### What is required:
Your task is to give the listing below back word for word, pictures excluded.

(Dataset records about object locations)
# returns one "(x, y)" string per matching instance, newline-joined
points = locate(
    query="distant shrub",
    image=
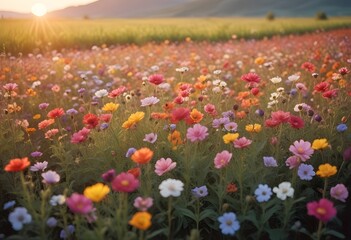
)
(270, 16)
(321, 16)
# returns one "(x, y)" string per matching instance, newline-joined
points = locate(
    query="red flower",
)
(17, 165)
(56, 113)
(90, 120)
(296, 122)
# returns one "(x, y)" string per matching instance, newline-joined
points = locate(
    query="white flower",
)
(57, 200)
(19, 217)
(276, 80)
(101, 93)
(284, 190)
(171, 187)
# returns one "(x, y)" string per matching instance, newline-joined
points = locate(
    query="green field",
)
(39, 35)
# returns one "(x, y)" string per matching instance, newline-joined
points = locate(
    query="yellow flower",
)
(253, 127)
(326, 170)
(230, 137)
(96, 192)
(320, 144)
(141, 220)
(110, 107)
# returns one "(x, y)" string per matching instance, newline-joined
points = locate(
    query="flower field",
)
(239, 139)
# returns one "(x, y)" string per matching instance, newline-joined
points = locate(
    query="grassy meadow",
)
(41, 34)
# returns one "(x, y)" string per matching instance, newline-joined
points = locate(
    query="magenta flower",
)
(164, 165)
(339, 192)
(50, 177)
(242, 142)
(301, 149)
(323, 210)
(197, 133)
(222, 159)
(143, 204)
(125, 182)
(78, 203)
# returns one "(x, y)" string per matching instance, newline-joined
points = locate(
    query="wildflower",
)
(253, 128)
(101, 93)
(57, 200)
(229, 223)
(163, 166)
(143, 204)
(156, 79)
(222, 159)
(197, 133)
(326, 170)
(263, 193)
(323, 210)
(109, 175)
(125, 182)
(242, 142)
(302, 149)
(319, 144)
(305, 172)
(284, 190)
(110, 107)
(270, 162)
(50, 177)
(96, 192)
(149, 101)
(79, 204)
(39, 166)
(19, 217)
(142, 156)
(339, 192)
(141, 220)
(171, 187)
(199, 192)
(151, 138)
(341, 127)
(56, 113)
(17, 165)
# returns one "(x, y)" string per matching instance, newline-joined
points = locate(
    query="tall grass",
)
(45, 34)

### Exercise result:
# returns one "(x, y)" string per matching instance, newline-joined
points = locate(
    query="distant shrub",
    image=
)
(270, 16)
(321, 16)
# returns one "(x, y)" string per matching instance, newline-joined
points = locate(
    query="red flower",
)
(17, 165)
(56, 113)
(90, 120)
(296, 122)
# returns one "(x, y)" string per matching instance, newline-joined
points = locate(
    query="white flower",
)
(57, 200)
(19, 217)
(276, 80)
(101, 93)
(284, 190)
(171, 187)
# returns one "(x, y)" string per matching instance, newline-joined
points = locate(
    query="green field",
)
(39, 35)
# returns one "(x, y)" string per matching instance, newline-joined
points = locate(
    query="yellow flower",
)
(253, 127)
(326, 170)
(230, 137)
(96, 192)
(320, 144)
(141, 220)
(110, 107)
# returns one "(x, y)" string per matching instance, newline-joined
points = locate(
    query="flower field",
)
(239, 139)
# returns one "(x, y)" string per matching instance, newline-joined
points = locate(
    query="grassy meadow",
)
(41, 34)
# returns one "(x, y)" string per matching instance, newline-joined
points = locate(
    query="magenta flower",
)
(164, 165)
(339, 192)
(50, 177)
(242, 142)
(301, 149)
(323, 210)
(197, 133)
(222, 159)
(143, 204)
(125, 182)
(78, 203)
# returns one "(x, y)" string per matching instance, newline-joined
points = locate(
    query="wildflower",
)
(253, 128)
(101, 93)
(57, 200)
(229, 223)
(163, 166)
(143, 204)
(156, 79)
(222, 159)
(197, 133)
(326, 170)
(263, 193)
(323, 210)
(109, 175)
(125, 182)
(242, 142)
(302, 149)
(319, 144)
(305, 172)
(284, 190)
(110, 107)
(270, 162)
(50, 177)
(96, 192)
(149, 101)
(79, 204)
(39, 166)
(19, 217)
(142, 156)
(339, 192)
(141, 220)
(171, 187)
(199, 192)
(151, 138)
(341, 127)
(56, 113)
(17, 165)
# returns one "(x, y)" string per matching instance, newline-joined
points = locate(
    query="tall grass",
)
(45, 34)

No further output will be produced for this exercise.